-- Start PROVIDED PASSAGE --
He instructed his student Rabbi Abba to write down what he was about to say, Rabbi Elozar his son to repeat it, and the other students to listen carefully. He then revealed to them the section of the Zohar- book on mysticism, known as Idra Zuta. At that time, the holiness of Rabbi Shimon was so intense that none of the students were able to gaze upon him, and throughout the entire day, a fire surrounded the house, keeping everyone else at a distance.

Rabbi Abba recorded: "While I was in midst of writing, and Rabbi Shimon was in the middle of quoting a verse from the Bible, he stopped at the word 'Chaim' (Life). I waited, wanting to continue, but did not raise my head to see why he had stopped, for I was unable to look at the bright light that he radiated. Suddenly, I heard a voice call out another verse from the Bible that included again, the word 'Chaim' (Life), and then another voice called out another verse. I fell to the ground and wept. When the fire subsided and the light faded away, I saw that the great luminary, Rabbi Shimon, had passed away. He was lying on his right side, with a smile on his face."

Soon afterwards, residents of nearby Tzipori came to take Rabbi Shimon Bar Yochai to bury him in their village, but the inhabitants of Meron (a city in the northern part of Israel) sent them away. Meanwhile the bed, now outside the house, raised itself in the air, while a fire burned in front of it. A voice rang out, "Come and gather for the celebration of (the life of) Rabbi Shimon!" When they entered the cave in which he would be buried, another voice was heard, coming from within: "This man shakes up the world and all its kingdoms; many adversaries in Heaven are silenced because of his merit; G-d glories in him daily. Fortunate is his portion, both Above and below!"
-- End PROVIDED PASSAGE --
-- Start DATA LINES --
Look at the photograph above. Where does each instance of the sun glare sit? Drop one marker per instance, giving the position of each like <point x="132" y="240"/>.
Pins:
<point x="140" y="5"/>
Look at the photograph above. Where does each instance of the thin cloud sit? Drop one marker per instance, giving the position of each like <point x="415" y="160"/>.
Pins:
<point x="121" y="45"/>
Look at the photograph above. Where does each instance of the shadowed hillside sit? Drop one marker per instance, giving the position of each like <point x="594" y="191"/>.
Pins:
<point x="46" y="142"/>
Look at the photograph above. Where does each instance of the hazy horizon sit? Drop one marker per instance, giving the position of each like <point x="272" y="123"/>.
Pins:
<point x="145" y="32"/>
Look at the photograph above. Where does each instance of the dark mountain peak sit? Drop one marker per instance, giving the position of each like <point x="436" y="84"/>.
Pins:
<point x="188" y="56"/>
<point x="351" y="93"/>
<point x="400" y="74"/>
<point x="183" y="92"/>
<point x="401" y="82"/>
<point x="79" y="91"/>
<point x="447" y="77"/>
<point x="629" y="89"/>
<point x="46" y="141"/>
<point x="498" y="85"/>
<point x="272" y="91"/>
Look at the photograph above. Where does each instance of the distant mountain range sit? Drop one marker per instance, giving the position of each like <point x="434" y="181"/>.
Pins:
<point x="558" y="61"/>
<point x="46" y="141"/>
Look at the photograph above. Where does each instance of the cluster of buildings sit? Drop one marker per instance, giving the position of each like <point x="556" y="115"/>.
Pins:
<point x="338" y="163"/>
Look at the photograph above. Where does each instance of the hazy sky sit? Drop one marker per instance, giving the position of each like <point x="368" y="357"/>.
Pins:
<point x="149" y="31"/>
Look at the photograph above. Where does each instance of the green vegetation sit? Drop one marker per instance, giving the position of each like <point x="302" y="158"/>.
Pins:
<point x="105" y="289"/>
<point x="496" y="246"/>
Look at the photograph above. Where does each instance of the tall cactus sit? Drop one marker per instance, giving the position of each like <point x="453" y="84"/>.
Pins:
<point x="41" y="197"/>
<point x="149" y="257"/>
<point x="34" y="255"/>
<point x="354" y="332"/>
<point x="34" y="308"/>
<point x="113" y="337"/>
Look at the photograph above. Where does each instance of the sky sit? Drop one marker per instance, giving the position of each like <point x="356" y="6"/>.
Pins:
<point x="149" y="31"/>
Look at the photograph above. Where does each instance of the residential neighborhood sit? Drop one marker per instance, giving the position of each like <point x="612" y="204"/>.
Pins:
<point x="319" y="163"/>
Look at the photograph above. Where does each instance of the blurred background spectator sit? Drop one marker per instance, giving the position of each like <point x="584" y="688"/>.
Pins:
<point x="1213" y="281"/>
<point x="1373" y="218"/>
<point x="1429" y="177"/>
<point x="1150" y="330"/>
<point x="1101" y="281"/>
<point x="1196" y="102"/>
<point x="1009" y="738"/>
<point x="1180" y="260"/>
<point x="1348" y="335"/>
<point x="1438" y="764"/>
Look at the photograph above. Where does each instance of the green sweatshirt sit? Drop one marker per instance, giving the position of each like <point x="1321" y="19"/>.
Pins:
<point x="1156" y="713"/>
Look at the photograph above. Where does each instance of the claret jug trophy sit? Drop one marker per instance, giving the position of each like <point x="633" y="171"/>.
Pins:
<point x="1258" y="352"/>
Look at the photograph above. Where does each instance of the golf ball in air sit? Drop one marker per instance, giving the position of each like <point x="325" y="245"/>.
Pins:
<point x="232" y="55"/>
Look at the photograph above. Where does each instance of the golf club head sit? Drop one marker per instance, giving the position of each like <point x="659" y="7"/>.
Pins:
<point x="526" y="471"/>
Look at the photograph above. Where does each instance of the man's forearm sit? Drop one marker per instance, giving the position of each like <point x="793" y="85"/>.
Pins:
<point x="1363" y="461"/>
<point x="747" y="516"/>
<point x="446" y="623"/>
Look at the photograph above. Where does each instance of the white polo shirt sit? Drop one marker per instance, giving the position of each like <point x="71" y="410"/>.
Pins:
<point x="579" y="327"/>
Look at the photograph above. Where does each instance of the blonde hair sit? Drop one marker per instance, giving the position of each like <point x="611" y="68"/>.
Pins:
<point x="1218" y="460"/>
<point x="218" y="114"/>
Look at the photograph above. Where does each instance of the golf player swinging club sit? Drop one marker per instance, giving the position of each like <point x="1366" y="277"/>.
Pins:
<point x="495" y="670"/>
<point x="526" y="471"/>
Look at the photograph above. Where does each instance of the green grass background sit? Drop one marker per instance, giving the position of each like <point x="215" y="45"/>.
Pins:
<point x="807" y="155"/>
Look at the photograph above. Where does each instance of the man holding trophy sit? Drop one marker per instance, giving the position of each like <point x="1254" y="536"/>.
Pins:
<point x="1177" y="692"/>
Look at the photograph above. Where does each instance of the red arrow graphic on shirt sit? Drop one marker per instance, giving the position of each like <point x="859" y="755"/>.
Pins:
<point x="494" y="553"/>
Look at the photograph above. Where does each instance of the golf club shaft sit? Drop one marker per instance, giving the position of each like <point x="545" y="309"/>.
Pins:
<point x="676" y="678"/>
-- End DATA LINES --
SET TASKS =
1. Using the passage on Rabbi Shimon's passing, decide whether each statement agrees with it. Answer yes or no for each and quote the deciding words. (a) Rabbi Elozar was told to write down what his father was about to say. (b) After his death, Rabbi Shimon lay on his right side. (c) The residents of Tzipori buried Rabbi Shimon in their village.
2. Rewrite the part of the passage on Rabbi Shimon's passing starting at "He instructed his" and ending at "at a distance.", putting "disciples" in place of "students".

ANSWERS =
1.
(a) No: "He instructed his student Rabbi Abba to write down what he was about to say, Rabbi Elozar his son to repeat it"
(b) Yes: "He was lying on his right side, with a smile on his face."
(c) No: "but the inhabitants of Meron (a city in the northern part of Israel) sent them away"

2.
He instructed his student Rabbi Abba to write down what he was about to say, Rabbi Elozar his son to repeat it, and the other disciples to listen carefully. He then revealed to them the section of the Zohar- book on mysticism, known as Idra Zuta. At that time, the holiness of Rabbi Shimon was so intense that none of the disciples were able to gaze upon him, and throughout the entire day, a fire surrounded the house, keeping everyone else at a distance.